(위치 식별 데이터)
============================================================

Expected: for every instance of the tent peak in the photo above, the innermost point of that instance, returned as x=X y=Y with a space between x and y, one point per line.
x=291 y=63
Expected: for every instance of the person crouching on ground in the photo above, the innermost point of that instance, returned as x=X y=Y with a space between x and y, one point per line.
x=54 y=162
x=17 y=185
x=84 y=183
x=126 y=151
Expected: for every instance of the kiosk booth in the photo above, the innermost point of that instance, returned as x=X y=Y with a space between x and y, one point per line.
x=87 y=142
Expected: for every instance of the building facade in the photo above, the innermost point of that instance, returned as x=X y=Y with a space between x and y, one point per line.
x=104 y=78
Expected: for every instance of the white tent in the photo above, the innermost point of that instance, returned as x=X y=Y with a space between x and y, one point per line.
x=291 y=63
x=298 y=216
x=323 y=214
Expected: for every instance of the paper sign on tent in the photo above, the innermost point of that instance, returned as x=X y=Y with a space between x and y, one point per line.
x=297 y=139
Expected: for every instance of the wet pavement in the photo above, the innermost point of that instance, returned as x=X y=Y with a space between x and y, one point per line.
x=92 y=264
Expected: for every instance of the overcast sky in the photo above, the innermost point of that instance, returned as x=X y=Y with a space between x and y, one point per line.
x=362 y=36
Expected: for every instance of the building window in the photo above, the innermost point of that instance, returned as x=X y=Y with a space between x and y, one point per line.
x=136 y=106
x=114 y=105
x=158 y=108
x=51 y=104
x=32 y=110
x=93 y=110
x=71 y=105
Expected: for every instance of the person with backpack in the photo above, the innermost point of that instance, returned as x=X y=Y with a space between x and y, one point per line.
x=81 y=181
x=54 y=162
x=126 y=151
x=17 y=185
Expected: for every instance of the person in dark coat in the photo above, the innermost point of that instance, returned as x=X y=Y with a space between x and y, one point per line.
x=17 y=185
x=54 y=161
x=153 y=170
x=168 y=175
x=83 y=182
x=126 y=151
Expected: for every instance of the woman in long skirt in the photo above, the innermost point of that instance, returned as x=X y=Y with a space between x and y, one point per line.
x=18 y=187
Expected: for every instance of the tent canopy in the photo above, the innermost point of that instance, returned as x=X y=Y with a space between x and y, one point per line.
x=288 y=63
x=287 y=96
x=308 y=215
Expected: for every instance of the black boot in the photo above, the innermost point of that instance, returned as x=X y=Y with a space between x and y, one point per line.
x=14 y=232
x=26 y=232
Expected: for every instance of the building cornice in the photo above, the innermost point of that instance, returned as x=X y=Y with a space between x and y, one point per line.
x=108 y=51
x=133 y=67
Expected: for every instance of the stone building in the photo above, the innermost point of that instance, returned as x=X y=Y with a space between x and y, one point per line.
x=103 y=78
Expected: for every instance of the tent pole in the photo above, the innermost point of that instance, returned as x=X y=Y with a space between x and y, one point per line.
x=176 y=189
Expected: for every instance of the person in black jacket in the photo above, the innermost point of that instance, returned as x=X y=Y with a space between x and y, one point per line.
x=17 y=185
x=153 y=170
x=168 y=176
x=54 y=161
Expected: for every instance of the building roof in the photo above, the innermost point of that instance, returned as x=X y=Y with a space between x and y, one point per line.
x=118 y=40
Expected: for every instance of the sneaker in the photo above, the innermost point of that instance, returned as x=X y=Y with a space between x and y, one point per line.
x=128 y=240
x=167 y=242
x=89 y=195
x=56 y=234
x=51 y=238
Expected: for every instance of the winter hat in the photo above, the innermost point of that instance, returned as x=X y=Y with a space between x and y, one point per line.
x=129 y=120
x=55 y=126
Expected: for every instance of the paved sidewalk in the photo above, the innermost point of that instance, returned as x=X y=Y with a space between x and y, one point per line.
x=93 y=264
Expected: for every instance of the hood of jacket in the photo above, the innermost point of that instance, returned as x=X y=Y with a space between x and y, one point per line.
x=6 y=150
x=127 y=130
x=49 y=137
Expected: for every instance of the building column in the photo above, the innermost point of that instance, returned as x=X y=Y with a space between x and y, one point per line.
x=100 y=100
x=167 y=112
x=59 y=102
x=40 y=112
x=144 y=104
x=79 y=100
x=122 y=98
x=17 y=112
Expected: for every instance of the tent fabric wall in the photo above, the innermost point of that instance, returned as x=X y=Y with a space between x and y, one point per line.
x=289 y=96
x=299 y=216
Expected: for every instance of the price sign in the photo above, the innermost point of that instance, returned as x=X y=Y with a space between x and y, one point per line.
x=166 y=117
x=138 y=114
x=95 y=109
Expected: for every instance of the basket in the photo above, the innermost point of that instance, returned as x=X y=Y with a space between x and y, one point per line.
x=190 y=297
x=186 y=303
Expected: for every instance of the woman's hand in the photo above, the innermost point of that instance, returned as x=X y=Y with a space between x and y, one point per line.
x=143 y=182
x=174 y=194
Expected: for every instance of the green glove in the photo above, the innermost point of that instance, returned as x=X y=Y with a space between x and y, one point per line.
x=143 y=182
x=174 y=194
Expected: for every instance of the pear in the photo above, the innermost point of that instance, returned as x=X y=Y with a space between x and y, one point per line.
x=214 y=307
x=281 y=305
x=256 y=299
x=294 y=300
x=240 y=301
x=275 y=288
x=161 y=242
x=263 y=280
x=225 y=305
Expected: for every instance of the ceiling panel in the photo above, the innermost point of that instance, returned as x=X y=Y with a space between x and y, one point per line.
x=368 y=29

============================================================

위의 데이터 전체를 한 글자도 바꾸지 말고 그대로 출력하세요.

Expected: for every instance of the tent peak in the photo above, the innermost point of that instance, returned as x=X y=Y with a space between x and y, one point per line.
x=291 y=63
Expected: for every instance of the person crouching on ground in the photo above, the innermost point of that instance, returned as x=X y=Y with a space between x and y, one point per line.
x=54 y=162
x=17 y=185
x=84 y=183
x=126 y=151
Expected: for every instance of the kiosk booth in the photo above, the innermost point of that instance, returned as x=X y=Y with a space between x and y, one point per line.
x=87 y=142
Expected: for every instance of the building facade in the photo above, the innermost point of that instance, returned as x=X y=Y with a space between x and y, one point per line.
x=104 y=78
Expected: for every instance of the white tent in the photo above, the innermost point of that instance, returned as x=X y=Y with a space between x and y, one point per line.
x=291 y=63
x=298 y=216
x=323 y=214
Expected: for every instance of the paper sign on tent in the photo above, the innermost point of that instance, returned as x=X y=Y with a space between x and y, one point per line.
x=297 y=139
Expected: for every instance of the wet pavement in the photo above, the innermost point of that instance, returned as x=X y=Y with a space between x and y, one point per line.
x=92 y=264
Expected: for every instance of the overcast sky in the photo above, the innermost point of that instance, returned as x=X y=Y with a space between x and y, one point per line.
x=362 y=36
Expected: for every instance of the building window in the photo above, the innermost point of that instance, returned as x=X y=Y with a space between x and y, one point per line.
x=136 y=106
x=114 y=105
x=158 y=108
x=51 y=104
x=32 y=110
x=93 y=110
x=71 y=105
Expected: for every instance of the person with backpack in the photo above, the innermost point of that instance, returned as x=X y=Y with a space between x and y, one point per line.
x=81 y=181
x=54 y=162
x=126 y=151
x=17 y=185
Expected: for every instance of the person in dark coat in the photo above, the innermost point of that instance, returned as x=X y=Y with a space between x and y, one point per line.
x=17 y=185
x=54 y=161
x=153 y=170
x=168 y=175
x=83 y=182
x=126 y=151
Expected: for every instance of the woman in long skirt in the photo above, the innermost point of that instance, returned as x=X y=Y with a space between x and y, one point per line.
x=18 y=187
Expected: for every instance of the tent canopy in the photo above, the innermost point of that instance, returned as x=X y=Y with a space between x and y, one point per line.
x=288 y=63
x=287 y=96
x=308 y=215
Expected: for every instance of the black boot in the photo above, the innermost point of that instance, returned as x=X y=Y with a space between x and y, one point per line.
x=14 y=232
x=26 y=232
Expected: for every instance of the building cornice in the photo above, the innermost point of that instance, returned as x=X y=Y with a space between x and y, one point per line.
x=108 y=51
x=133 y=67
Expected: for every instance of the stone building in the photo above, the innermost point of that instance, returned as x=X y=Y with a space between x and y, one point per line.
x=103 y=78
Expected: for every instance of the tent pole in the photo above, the innermost point of that instance, returned as x=X y=Y with a space between x and y, one point per line.
x=176 y=189
Expected: for every instance of the person in black jacket in the photo above, the innermost point of that instance, returned as x=X y=Y with a space between x and y, one point per line.
x=17 y=185
x=153 y=170
x=168 y=176
x=54 y=161
Expected: for every instance of the building roof in the photo above, the innermost point of that instance, returned as x=X y=Y with a space between x and y, one point per line.
x=118 y=40
Expected: for every instance of the sneaker in the photo above, the innermost point of that instance, returned as x=X y=Y with a space between x and y, one point per line.
x=128 y=240
x=167 y=242
x=89 y=195
x=56 y=234
x=51 y=238
Expected: for every instance of the winter hat in the photo above, the innermost point of that instance, returned as x=X y=Y with a space between x and y, one point per line.
x=129 y=120
x=55 y=126
Expected: for every instance of the paved sidewalk in the photo above, the innermost point of that instance, returned as x=X y=Y with a space between x and y, one point per line.
x=93 y=264
Expected: for every instance of the hood of jacket in the photo above, the innermost point of that instance, returned as x=X y=Y with a space between x and y, one point per line.
x=6 y=150
x=127 y=130
x=49 y=137
Expected: for every instance of the building column in the photo above, the innermost point of that instance, returned as x=X y=Y with a space between x and y, one point per line.
x=100 y=100
x=167 y=112
x=59 y=102
x=40 y=112
x=144 y=104
x=79 y=100
x=122 y=98
x=17 y=112
Expected: for every instance of the tent fabric wall in the photo above, the innermost point of that instance, returned as x=X y=Y with a space between x and y, one point per line.
x=289 y=96
x=299 y=216
Expected: for every instance of the price sign in the photo above, the innermost point of that instance, returned as x=X y=Y with a space between x and y, one point per line.
x=166 y=117
x=138 y=114
x=95 y=109
Expected: for every instance of the basket in the photo above, the innermost point of that instance, returned as x=X y=Y with a space between x and y, one point per line.
x=190 y=297
x=186 y=303
Expected: for every instance of the woman's hand in the photo above, the innermost point of that instance, returned as x=X y=Y with a space between x and y, one point per line.
x=143 y=182
x=174 y=194
Expected: for every instance of the green glove in the photo above, the innermost point of that instance, returned as x=X y=Y with a space between x and y, one point per line.
x=143 y=182
x=174 y=194
Expected: for every instance of the pear in the photo above, the innermost point of that instance, returned as x=X y=Y with a space between x and y, one point per line.
x=214 y=307
x=281 y=305
x=256 y=299
x=294 y=300
x=240 y=301
x=275 y=288
x=161 y=242
x=263 y=280
x=225 y=305
Expected: for every instance of the ceiling panel in the photo above, the innermost point of that instance, returned as x=X y=Y with a space between x and y, one point per line.
x=368 y=29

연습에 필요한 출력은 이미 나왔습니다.